Contents

Background

When developing the port knocking project, I came across a few eBPF verifier errors that were quite overwhelming at first. Here’s how I managed to debug them.

Technical Overview

The eBPF verifier performs static analysis on bytecode to ensure memory safety and prevent kernel crashes. It tracks pointer types, value ranges, and memory bounds without executing the program. Understanding verifier semantics is crucial for writing production eBPF code.

Problem 1: Dereferencing null pointers

Take a look at the following code which is a simplified snippet from my port knocking project:

static __always_inline int handle_udp_knock(
    u32 source_ip, u16 port, const struct port_sequence* seq)
{
    struct ip_state* state = bpf_map_lookup_elem(&ip_tracking_map, &source_ip);

    if (state->sequence_step >= seq->length) {
        log_error("sequence step > length");
        return XDP_PASS;
    }

    if (port == seq->ports[state->sequence_step]) {
        log_info("doing something useful here...");
    }

    return XDP_PASS;
}

Attempting to the load this BPF program results in the following error:

libbpf: prog 'knock': BPF program load failed: -EACCES
libbpf: prog 'knock': -- BEGIN PROG LOAD LOG --
0: R1=ctx() R10=fp0
; int knock(struct xdp_md* ctx)
0: (bf) r8 = r1                       ; R1=ctx() R8_w=ctx()
1: (b7) r1 = 0                        ; R1_w=0
...
; struct ip_state* state = bpf_map_lookup_elem(&ip_tracking_map, &source_ip);
69: (18) r1 = 0xffff0000c8b1f400      ; R1_w=map_ptr(map=ip_tracking_map,
                                      ; ks=4,vs=24)
71: (85) call bpf_map_lookup_elem#1   ; R0=map_value_or_null(id=2,
                                      ; map=ip_tracking_map,ks=4,vs=24)
; if (state->sequence_step >= seq->length) {
72: (71) r1 = *(u8 *)(r0 +0)

Tasks to carry out |
A. Answer from the eBPF verifier write-up:
(i) What does the verifier perform static analysis on?
(ii) Which map does handle_udp_knock look up with bpf_map_lookup_elem?
(iii) What error code does the failed load of prog 'knock' report?
B. Write the next part of the eBPF verifier write-up, picking up right after its last line.
The lines that come after this are separate material and are not part of the eBPF verifier write-up.

Data |
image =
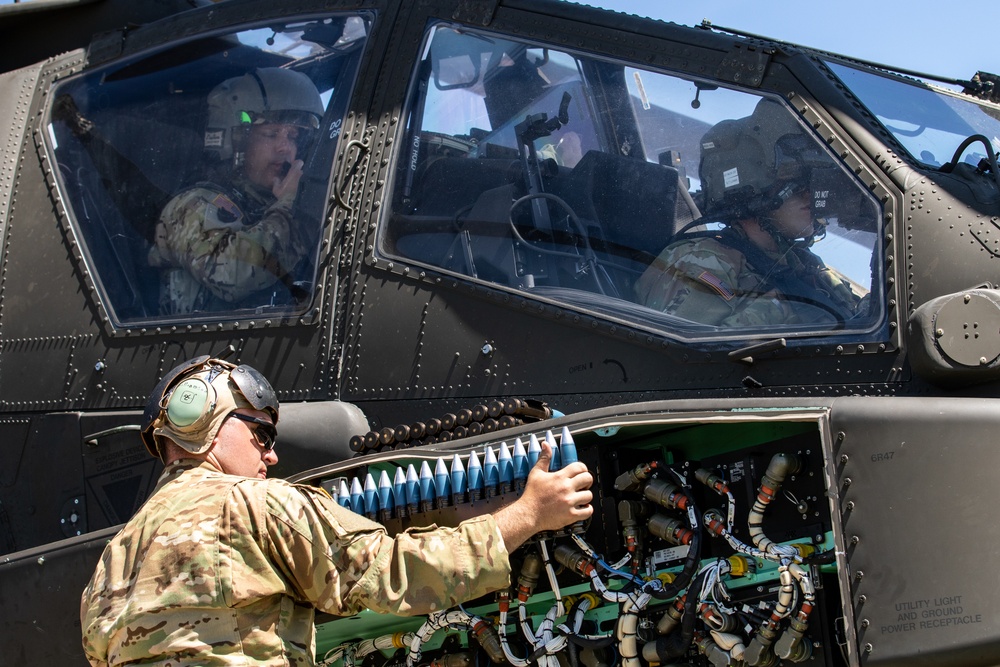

The replies |
A.
(i) Bytecode.
(ii) ip_tracking_map.
(iii) -EACCES.

B.
R0 invalid mem access 'map_value_or_null'
processed 70 insns (limit 1000000) max_states_per_insn 1
    total_states 7 peak_states 7 mark_read 4
...

Let’s analyze the failure further.

The verifier’s error message

The key line is:

72: (71) r1 = *(u8 *)(r0 +0)
R0 invalid mem access 'map_value_or_null'

map_value_or_null represents the verifier’s type system tracking that bpf_map_lookup_elem() returns either:

  • A valid pointer to the map value, or
  • NULL if the key doesn’t exist

This means that the pointer r0 is possibly null and we’re dereferencing it. Let’s break down the error further. We can see that r0 is the pointer to the map value as returned by bpf_map_lookup_elem:

71: (85) call bpf_map_lookup_elem#1   ; R0=map_value_or_null(id=2,
                                      ; map=ip_tracking_map,ks=4,vs=24)

Here, map_value_or_null is a pointer type annotation which is used for the value returned by bpf_map_lookup_elem. This annotation is used to indicate that the pointer may be null.

In line 72, we can see that we’re dereferencing the pointer.

Solution

We need to add a check to ensure the pointer is not null before dereferencing it:

static __always_inline int handle_udp_knock(
    u32 source_ip, u16 port, const struct port_sequence* seq)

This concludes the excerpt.